[REQUIRED TASKS]
1. According to the comment thread on the Ruth Innes memorial post, until what year did Ruth serve at St Mark's Portobello?
2. Continue the comment thread on the Ruth Innes memorial post, starting after its final sentence.

[DOCUMENT SEGMENT]
11 responses to “Ruth Innes RIP”

  1. Bill Robertson Avatar
    Bill Robertson

    So sorry to hear of Ruth’s death. She was a character you only meet once in a lifetime. RIP. 🙏

  2. Gillian Avatar
    Gillian

    Thanks for this lovely tribute to Ruth. Ruth also served at St Mark’s Portobello (until 2010 – in between the Falkirk and Linlithgow stints I think) and is fondly remembered there by her little flock.

    1. Kelvin Avatar

      My apologies for missing that out in the first draft. I’ll add it in.

  3. Gillian Avatar
    Gillian

    Thanks Kelvin.

  4. Rosemary Hannah Avatar
    Rosemary Hannah

    Ruth had, also, a huge ability to sus out the gifts of others and to use them in a way that brought them fulfilment. It never put her off that others (often) regarded that person as a bit too marginal to use. Ruth made me feel useful- a gift both precious and rare. She also had the rare gift of good, solid fury. Gore Vidal had a set of essays ‘on our own now’ , his reaction to Eleanor Roosevelt’s death. Ruth is gone. We are on our own now.

[EXTRACTED INFORMATION]
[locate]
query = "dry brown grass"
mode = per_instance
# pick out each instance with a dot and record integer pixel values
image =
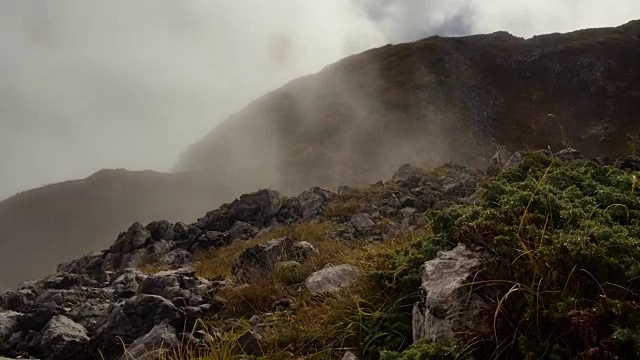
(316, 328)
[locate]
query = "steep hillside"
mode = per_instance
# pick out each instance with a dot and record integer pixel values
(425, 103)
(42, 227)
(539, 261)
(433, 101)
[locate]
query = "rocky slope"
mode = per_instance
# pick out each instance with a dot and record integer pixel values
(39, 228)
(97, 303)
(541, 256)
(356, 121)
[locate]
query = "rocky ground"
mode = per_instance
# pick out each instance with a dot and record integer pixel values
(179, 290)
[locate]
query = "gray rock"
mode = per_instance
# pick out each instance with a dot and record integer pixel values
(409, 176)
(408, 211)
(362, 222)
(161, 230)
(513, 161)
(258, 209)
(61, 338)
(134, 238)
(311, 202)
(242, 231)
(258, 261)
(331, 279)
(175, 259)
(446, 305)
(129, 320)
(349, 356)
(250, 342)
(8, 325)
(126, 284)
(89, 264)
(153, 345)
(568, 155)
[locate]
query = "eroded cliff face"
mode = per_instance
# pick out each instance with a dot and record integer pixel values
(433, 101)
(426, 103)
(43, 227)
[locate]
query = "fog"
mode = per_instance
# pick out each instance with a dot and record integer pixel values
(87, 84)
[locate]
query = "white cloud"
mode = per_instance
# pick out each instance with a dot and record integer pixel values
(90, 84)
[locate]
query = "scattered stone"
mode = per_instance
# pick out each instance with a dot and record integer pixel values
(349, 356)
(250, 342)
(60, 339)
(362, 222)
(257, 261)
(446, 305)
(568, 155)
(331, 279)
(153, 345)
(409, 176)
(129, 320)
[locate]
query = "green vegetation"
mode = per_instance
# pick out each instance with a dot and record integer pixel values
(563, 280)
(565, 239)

--

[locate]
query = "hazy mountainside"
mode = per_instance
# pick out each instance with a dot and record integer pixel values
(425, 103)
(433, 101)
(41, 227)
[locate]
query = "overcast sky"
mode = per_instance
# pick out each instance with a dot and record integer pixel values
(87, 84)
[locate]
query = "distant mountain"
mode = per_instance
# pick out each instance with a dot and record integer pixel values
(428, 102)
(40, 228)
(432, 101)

* * *

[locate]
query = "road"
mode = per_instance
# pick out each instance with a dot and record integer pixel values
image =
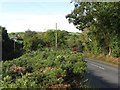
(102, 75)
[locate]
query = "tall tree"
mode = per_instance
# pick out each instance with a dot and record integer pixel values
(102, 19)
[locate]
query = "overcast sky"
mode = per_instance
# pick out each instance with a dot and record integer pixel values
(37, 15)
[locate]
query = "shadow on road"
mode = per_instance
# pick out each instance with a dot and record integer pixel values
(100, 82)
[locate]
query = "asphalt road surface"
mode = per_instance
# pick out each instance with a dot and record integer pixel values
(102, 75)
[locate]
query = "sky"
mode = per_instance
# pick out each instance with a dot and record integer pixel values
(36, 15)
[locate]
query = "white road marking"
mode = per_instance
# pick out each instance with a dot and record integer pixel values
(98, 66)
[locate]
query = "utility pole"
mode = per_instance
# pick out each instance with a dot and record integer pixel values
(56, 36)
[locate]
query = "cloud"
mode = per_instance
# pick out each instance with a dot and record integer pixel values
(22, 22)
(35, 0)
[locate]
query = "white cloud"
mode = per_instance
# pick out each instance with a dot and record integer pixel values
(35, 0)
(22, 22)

[ANSWERS GIVEN]
1. Until 2010.

2.
  5. Gordon Reid Avatar
    Gordon Reid

    Thank you, Kelvin, for this lovely tribute to Mother Ruth. She came to visit me in Philadelphia and was an instant hit among my friends. As you’ve said, she combined the kindness and compassion of a pastor with a glorious, bubbling sense of humour. Heaven will suit her!

  6. Patricia Cant Avatar
    Patricia Cant

    Kelvin you have captured the Ruth I knew and loved, so thank you. I am missing being able to chat with her but I’ll keep chatting to her in my prayers. Tomorrow will be a celebration of the life a special lady. May she rest in peace and she will rise in glory.

  7. Cliff Piper Avatar
    Cliff Piper

    Kelvin thank you so much for writing. Ruth was a very special person and even in her increasingly poor health continued to support and encourage me in coping with my own illness. May she rest in peace and rise in purple.

  8. Bob King Avatar
    Bob King

    She was an amazing person, priest and friend. She rescued me at my first Clergy Conference which had not been a good experience for me up
    to the point when she said “sit here Bob” A person I admired, respected and was always a wee bit scared of as she would always put me right when I needed it.
    God Bless you Ruth 😍

  9. Sally Avatar
    Sally

    Thanks Kelvin, this is Ruth, and more. One of those people once met never forgotten. A loyal and loving friend who I am going to miss very much.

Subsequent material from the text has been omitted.